So that means you have to do the work. You have to put in the work to be social. You have to do the work to get discovered and to discover content. And people aren't so much used to that anymore because they're used to being spoonfed a fire hose of content from your major platform. So with Nostr, we have the ability to regain and control our attention.
And we can control our social experience. So you have to do the work. You have to go out and comment on people's posts and you have to socially engage. You need to let people know that you're here. You have to make your voice heard. You have to interact with people. You have to just be social.
And it's really, it's just an interesting take because right now on these traditional platforms, you can kind of just lurk and have a decent experience because you're fed content. And on Nostr, that isn't the case most of the time, but now we have these, algorithm stores that are starting to pop up, where you can use them if you want to, it's not a requirement, which is, you know, like, maybe on, Twitter or Instagram or something like that, like, the algorithm is there, and maybe you can view a different feed, but It's, not the default.
and right now, like Nostr clients, the default is your chronological feed. if that's what you want, you can always have it. But if you want to do some algorithm, you can choose to do that. And it's open and transparent. So you could go and look at the algorithm to see what it's doing.
And that's just unique. We don't really have that type of user choice. So you can be your own algorithm socially. Or you can use an algorithm that somebody else built.
**Knut:** All right. so I think this was sort of, at least partially, an answer to my next question. And this is something I talked to Giacomo about, but because of the very reasons you just mentioned, you get very high quality people on Nostr and people who agree with one another and are nice and friendly to one another and you take care, it's your reputational capital and so on.
But. Many people are on Twitter for the opposite reason, that they want to argue with people. So how do we get more assholes on Nostr that are wrong on the internet, you know, and
you know, Yeah.
**Derek:** but I like to say that these algorithms on these traditional platforms were built to keep us enraged and engaged because if we're constantly upset and engaged, we're going to be using the application more.

- Source data -

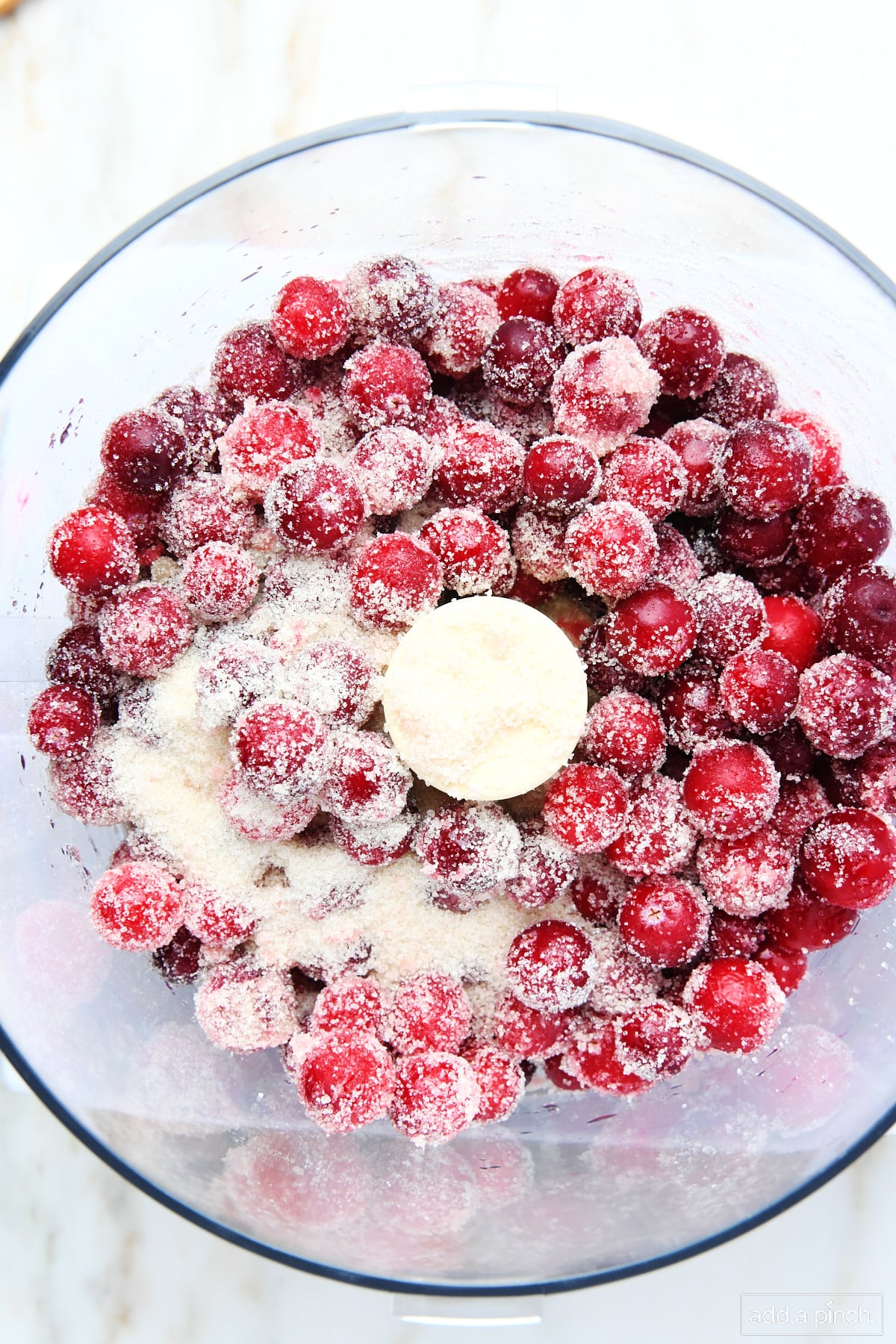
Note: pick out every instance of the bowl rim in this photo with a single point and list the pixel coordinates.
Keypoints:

- What this exercise asks -
(a) In the Nostr transcript, what is the default feed in Nostr clients?
(b) Translate this sentence from the Nostr transcript into Spanish: "So you can be your own algorithm socially."
(c) Reproduce the Nostr transcript word for word from "And it's really, it's" up to and including "not the default.".

- Exercise solutions -
(a) The chronological feed.

(b) Así que puedes ser tu propio algoritmo a nivel social.

(c)
And it's really, it's just an interesting take because right now on these traditional platforms, you can kind of just lurk and have a decent experience because you're fed content. And on Nostr, that isn't the case most of the time, but now we have these, algorithm stores that are starting to pop up, where you can use them if you want to, it's not a requirement, which is, you know, like, maybe on, Twitter or Instagram or something like that, like, the algorithm is there, and maybe you can view a different feed, but It's, not the default.